• **Problem details**: Produce an exact copy of all the records.

═══

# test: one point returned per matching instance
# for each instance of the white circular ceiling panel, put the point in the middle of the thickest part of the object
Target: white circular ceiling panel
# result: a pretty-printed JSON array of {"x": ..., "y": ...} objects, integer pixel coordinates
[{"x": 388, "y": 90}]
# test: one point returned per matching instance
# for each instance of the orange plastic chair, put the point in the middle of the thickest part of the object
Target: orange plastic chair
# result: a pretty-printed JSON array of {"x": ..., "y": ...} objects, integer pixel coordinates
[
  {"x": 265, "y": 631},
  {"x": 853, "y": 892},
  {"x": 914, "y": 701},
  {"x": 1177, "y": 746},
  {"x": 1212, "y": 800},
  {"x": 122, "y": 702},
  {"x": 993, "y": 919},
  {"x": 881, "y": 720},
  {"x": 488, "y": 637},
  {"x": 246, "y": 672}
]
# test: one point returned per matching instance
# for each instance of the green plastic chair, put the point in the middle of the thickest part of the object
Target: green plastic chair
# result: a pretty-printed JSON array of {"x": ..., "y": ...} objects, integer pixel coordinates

═══

• **Exercise answer**:
# test: one point returned per matching instance
# for each instance of the white circular ceiling panel, put the point in the middle of the thickest part of the object
Target: white circular ceiling panel
# result: a pretty-printed JSON array of {"x": ..., "y": ...} objects, integer pixel coordinates
[{"x": 388, "y": 90}]
# test: one point returned per matching instance
# for each instance of the orange plastic chair, put the point in the middle of the thickest part of the object
Target: orange plastic chair
# result: a pretty-printed JSON array of {"x": ..., "y": ...} objects, integer pixel coordinates
[
  {"x": 265, "y": 631},
  {"x": 853, "y": 892},
  {"x": 914, "y": 701},
  {"x": 1177, "y": 746},
  {"x": 1212, "y": 800},
  {"x": 122, "y": 702},
  {"x": 993, "y": 919},
  {"x": 881, "y": 720},
  {"x": 488, "y": 637},
  {"x": 246, "y": 672}
]
# test: one point returned per matching instance
# for each instance of the green plastic chair, put the point in the middle of the thickest part of the object
Target: green plastic chair
# result: a pretty-printed JSON array of {"x": ..., "y": ...} objects, integer pixel coordinates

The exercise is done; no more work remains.